> _Supplied information_:
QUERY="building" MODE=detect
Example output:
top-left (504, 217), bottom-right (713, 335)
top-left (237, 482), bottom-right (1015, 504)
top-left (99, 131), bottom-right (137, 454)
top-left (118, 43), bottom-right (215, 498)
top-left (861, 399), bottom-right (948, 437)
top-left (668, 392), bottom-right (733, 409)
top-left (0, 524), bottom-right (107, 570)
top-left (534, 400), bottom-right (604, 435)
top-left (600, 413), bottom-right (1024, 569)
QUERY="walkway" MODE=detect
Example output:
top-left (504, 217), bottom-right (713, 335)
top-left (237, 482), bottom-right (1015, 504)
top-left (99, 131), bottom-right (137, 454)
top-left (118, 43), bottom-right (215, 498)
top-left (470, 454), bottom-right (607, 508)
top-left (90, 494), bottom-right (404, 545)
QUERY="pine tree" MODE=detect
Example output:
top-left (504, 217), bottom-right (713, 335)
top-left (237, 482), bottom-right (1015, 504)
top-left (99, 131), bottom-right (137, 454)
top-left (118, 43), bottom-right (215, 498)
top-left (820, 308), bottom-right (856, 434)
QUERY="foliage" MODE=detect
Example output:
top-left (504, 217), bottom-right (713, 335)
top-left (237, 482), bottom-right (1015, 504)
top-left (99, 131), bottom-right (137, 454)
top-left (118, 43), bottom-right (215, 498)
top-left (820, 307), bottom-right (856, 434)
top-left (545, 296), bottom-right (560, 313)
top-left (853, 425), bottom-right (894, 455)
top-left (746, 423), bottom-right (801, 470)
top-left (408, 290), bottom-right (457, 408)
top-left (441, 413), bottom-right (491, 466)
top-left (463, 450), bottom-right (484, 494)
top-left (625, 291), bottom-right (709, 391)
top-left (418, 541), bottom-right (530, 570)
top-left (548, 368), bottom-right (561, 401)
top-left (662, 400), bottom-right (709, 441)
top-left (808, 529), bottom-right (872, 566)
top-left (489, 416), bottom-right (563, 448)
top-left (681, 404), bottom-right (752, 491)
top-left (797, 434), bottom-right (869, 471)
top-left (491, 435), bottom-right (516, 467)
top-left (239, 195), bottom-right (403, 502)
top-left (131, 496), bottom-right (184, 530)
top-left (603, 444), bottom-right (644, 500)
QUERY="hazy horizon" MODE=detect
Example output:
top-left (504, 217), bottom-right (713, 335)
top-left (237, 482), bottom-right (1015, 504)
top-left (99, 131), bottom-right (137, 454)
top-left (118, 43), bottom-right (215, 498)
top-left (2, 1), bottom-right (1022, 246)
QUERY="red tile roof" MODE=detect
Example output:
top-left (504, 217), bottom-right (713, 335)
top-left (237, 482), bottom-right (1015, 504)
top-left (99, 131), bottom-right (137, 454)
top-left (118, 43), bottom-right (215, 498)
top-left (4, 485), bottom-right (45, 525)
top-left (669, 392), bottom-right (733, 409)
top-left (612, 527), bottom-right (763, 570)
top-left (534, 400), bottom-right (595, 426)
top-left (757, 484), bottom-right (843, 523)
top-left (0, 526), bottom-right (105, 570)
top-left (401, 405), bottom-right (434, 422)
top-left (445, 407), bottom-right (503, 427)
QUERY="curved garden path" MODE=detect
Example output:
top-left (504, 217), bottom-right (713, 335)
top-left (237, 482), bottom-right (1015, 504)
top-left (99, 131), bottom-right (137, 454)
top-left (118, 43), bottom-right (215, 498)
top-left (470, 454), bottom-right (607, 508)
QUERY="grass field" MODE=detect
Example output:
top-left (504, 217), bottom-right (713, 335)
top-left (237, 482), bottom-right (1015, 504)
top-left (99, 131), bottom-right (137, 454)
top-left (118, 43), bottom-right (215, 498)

> _What is being asked_:
Where a line in the entries holds "detect", copy that line.

> _Answer space_:
QUERY="building" MODE=detect
QUERY="walkway" MODE=detect
QUERY="pine tree" MODE=detect
QUERY="foliage" MODE=detect
QUERY="hazy horizon" MODE=detect
QUERY="red tile roof" MODE=detect
QUERY="curved garden path" MODE=detect
QUERY="grass field" MODE=detect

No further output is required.